Segment Start: SUPPLIED TEXT

The statement prohibits enterprises and individuals from setting up such banks for profit. The ministry has given authorization to only seven provincial-level health departments in the country.

It has been reported that saving cord blood is a form of life insurance, as cord blood has abundant stem cells which can produce red and white cells as well as blood platelets. The latter are invaluable for the treatment of some leukemias and cancer.

Experts estimated four out of 100,000 people develop a blood disease in their lifetime. A patient is less likely to suffer from rejection during a blood transfusion if his own cord blood is used.   

An enterprise in Tianjin, a neighboring city of Beijing, aims to have 500,000 samples in its blood bank.

Several academicians with the Chinese Academy of Sciences have raised doubts about the so-called "life banks" because of the feasibility and cost.

Tang Peixuan, Vice Director of China Experimental Blood Society, says, "Babies with congenital diseases are likely to have latent morbid cells in their cord blood, which will cause diseases after being implanted into a patient's body."

Li Guishan, an expert with a blood research center affiliated to China Medical Academy, says, "The amount of a baby's cord blood varies from 60 to 100 milliliters. This small quantity is enough for a child weighing 20 to 40 kg, but an adult would need twice that amount. And we haven't been able to increase cord blood amount with our present technology."

Experts also say costs for keeping blood samples are too expensive for an ordinary family to bear, when an annual maintenance fee of over 500 yuan (US$ 60.6)is necessary as well as an initial payment of 5,000 yuan (US$ 606).

Han Zhongchao, one of the Tianjin cord blood bank initiators, said that only healthy stem cells will be accepted and cells with deficiencies could be modified with the development of genetic technology.

It is estimated that China has over 10,000 cord blood samples, representing one seventh of those in the world. Possessing close to 6,000 samples of cord blood, a center in east China's Shandong province, is the largest of its kind.

The Shandong cord blood bank has attracted many customers from Shandong and outside areas since last December. A father from Henan, a province close to Shandong, has delivered his baby's cord blood to the blood bank immediately after the infant's birth.

Sources from the Shandong bank say only 35 blood samples have been used in blood disease treatment, worldwide the figure is 1,200.

Segment End: SUPPLIED TEXT

> YOUR OBJECTIVE
According to the cord blood article, how many samples does the enterprise in Tianjin aim to have in its blood bank?

Segment Start: LISTED ENTRIES

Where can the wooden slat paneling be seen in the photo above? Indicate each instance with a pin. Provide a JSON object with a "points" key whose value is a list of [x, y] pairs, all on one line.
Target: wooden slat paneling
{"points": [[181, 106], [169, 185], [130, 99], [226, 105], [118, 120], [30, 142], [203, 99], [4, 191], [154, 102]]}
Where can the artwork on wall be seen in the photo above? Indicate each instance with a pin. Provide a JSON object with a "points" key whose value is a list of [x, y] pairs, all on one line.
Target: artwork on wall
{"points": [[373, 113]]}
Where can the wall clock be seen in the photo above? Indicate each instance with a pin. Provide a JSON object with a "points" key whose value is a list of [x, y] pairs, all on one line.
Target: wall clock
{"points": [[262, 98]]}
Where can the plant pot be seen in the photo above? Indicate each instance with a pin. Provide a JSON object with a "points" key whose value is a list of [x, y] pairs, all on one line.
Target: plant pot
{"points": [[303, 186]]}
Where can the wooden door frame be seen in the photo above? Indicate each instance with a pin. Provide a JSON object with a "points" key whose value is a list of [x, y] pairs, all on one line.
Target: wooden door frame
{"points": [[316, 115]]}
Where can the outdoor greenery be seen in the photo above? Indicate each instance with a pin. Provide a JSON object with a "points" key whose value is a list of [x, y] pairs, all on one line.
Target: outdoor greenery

Segment End: LISTED ENTRIES
Segment Start: LISTED ENTRIES

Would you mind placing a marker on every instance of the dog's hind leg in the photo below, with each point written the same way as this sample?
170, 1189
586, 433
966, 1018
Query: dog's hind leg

Segment End: LISTED ENTRIES

> WRITTEN ANSWER
500,000 samples.